▶ _What you will do_
Scan the records for the line containing "white lamp shade"; extract it and all later lines, verbatim, through the end, and nothing before it.

Top of Extracted entries

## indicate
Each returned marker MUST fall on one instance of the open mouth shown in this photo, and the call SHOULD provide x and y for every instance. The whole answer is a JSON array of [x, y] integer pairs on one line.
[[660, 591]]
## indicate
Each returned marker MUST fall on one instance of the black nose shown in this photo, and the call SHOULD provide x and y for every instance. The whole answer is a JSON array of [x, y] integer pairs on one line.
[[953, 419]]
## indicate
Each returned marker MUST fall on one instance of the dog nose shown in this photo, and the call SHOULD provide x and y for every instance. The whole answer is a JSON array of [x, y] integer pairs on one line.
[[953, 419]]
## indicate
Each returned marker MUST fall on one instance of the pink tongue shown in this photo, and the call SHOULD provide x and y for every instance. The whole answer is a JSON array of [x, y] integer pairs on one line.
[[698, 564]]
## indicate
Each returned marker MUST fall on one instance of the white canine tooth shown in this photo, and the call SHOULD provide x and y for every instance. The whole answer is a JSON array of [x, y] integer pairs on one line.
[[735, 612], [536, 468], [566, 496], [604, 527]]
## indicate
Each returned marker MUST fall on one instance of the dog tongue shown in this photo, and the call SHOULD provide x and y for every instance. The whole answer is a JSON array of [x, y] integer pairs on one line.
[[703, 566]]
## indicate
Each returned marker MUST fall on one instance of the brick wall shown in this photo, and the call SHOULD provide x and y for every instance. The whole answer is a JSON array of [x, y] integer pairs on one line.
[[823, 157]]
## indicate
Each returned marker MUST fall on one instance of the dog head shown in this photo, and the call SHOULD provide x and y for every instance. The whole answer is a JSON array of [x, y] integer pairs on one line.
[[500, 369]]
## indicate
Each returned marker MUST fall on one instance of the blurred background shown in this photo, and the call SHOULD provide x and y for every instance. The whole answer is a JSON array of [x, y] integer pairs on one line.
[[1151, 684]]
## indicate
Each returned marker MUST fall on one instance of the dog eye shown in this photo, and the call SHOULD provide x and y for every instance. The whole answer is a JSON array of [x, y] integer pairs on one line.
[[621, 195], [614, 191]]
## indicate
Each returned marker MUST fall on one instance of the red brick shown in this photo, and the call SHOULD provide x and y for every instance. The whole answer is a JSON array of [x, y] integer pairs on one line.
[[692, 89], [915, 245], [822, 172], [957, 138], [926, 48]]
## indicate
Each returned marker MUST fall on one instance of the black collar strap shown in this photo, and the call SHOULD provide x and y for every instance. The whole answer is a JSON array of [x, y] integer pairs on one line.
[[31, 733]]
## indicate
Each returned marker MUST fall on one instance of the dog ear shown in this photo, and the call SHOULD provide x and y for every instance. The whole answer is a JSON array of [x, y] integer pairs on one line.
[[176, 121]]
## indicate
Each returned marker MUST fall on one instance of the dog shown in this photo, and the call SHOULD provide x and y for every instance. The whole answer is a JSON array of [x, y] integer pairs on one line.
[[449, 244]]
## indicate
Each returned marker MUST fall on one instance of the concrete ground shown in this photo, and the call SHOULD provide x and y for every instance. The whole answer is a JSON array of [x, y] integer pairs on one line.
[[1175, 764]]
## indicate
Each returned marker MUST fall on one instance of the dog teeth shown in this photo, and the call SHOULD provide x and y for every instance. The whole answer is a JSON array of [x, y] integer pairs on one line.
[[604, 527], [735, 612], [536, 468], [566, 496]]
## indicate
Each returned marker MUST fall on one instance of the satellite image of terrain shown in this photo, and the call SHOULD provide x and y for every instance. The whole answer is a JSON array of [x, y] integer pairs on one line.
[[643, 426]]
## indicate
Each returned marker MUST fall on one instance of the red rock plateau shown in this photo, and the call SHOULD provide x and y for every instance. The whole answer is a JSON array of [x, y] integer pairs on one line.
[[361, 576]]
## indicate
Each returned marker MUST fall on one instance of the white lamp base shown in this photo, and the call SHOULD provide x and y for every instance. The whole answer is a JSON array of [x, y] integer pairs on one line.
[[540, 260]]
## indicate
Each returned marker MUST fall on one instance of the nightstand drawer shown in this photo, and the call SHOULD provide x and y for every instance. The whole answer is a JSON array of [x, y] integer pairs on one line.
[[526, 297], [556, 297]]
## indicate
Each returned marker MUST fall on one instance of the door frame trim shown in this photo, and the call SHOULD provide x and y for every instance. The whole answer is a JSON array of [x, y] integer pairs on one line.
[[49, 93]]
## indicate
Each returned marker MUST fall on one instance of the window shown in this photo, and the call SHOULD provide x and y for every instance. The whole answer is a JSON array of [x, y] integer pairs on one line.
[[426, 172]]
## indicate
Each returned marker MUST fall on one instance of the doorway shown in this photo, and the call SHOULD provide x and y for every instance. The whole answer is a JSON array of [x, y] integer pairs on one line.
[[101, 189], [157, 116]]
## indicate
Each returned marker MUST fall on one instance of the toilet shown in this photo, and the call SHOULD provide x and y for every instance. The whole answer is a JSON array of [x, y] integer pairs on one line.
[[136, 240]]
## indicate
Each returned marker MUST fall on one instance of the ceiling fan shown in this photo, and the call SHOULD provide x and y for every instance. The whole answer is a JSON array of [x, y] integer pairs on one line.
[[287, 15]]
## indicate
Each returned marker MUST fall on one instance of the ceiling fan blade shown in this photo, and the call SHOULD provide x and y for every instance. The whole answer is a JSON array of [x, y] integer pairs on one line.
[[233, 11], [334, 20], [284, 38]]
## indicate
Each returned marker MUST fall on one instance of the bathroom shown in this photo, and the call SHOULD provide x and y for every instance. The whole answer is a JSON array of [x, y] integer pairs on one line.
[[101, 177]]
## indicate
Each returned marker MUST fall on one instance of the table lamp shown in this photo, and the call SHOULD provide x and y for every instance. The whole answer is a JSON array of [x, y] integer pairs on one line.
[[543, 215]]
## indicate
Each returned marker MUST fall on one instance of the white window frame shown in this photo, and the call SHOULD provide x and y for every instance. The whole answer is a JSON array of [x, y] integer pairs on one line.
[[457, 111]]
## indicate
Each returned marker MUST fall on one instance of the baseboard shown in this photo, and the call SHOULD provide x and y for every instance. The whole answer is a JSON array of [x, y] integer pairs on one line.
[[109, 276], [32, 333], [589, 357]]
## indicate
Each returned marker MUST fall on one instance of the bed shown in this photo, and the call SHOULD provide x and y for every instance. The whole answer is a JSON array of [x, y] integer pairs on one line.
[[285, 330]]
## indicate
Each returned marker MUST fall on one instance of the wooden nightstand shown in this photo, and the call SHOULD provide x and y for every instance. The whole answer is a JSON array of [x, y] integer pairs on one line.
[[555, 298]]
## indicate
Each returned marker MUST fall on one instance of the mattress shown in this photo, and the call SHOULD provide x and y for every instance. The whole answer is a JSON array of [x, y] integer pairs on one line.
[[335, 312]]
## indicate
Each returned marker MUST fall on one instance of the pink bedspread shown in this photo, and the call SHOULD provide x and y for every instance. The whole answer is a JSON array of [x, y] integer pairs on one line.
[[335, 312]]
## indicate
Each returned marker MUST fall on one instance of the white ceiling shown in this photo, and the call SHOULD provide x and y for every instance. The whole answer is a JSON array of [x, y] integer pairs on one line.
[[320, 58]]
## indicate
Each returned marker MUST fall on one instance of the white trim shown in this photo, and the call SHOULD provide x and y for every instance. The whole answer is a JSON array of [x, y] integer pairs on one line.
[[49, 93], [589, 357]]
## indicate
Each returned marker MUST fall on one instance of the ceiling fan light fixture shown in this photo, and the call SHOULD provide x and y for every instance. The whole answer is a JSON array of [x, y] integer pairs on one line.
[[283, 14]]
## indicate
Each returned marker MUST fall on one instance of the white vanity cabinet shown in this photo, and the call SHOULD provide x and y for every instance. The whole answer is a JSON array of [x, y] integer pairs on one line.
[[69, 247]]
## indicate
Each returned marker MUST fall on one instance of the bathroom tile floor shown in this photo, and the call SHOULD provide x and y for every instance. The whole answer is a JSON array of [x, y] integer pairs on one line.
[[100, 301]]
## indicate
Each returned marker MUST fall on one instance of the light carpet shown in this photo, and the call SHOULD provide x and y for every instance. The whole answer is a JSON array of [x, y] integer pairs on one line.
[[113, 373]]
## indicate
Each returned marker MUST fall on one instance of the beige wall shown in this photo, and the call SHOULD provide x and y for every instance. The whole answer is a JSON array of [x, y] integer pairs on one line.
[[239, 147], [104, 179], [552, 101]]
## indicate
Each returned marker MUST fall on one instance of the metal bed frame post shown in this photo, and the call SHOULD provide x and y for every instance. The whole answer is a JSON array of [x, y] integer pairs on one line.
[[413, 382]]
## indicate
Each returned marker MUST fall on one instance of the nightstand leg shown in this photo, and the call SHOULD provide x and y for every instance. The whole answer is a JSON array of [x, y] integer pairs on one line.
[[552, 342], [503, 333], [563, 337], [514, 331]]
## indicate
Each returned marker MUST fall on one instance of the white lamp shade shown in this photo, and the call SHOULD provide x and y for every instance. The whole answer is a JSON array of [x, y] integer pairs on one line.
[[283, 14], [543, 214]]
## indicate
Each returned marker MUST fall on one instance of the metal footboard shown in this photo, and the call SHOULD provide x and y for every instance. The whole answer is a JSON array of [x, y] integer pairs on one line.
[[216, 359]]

Bottom of Extracted entries

▶ _Output for this exercise_
Each returned marker MUST fall on one instance of the white lamp shade shown in this photo, and the call SHOULD provide x and y for every instance. The whole answer is a JSON array of [x, y] integer pairs on one line.
[[283, 14], [543, 214]]
## indicate
Each returned marker MUST fall on one instance of the metal footboard shown in this photo, and the call SHOULD provide x and y for every instance. The whole answer is a JSON array of [x, y] integer pairs on one line.
[[216, 359]]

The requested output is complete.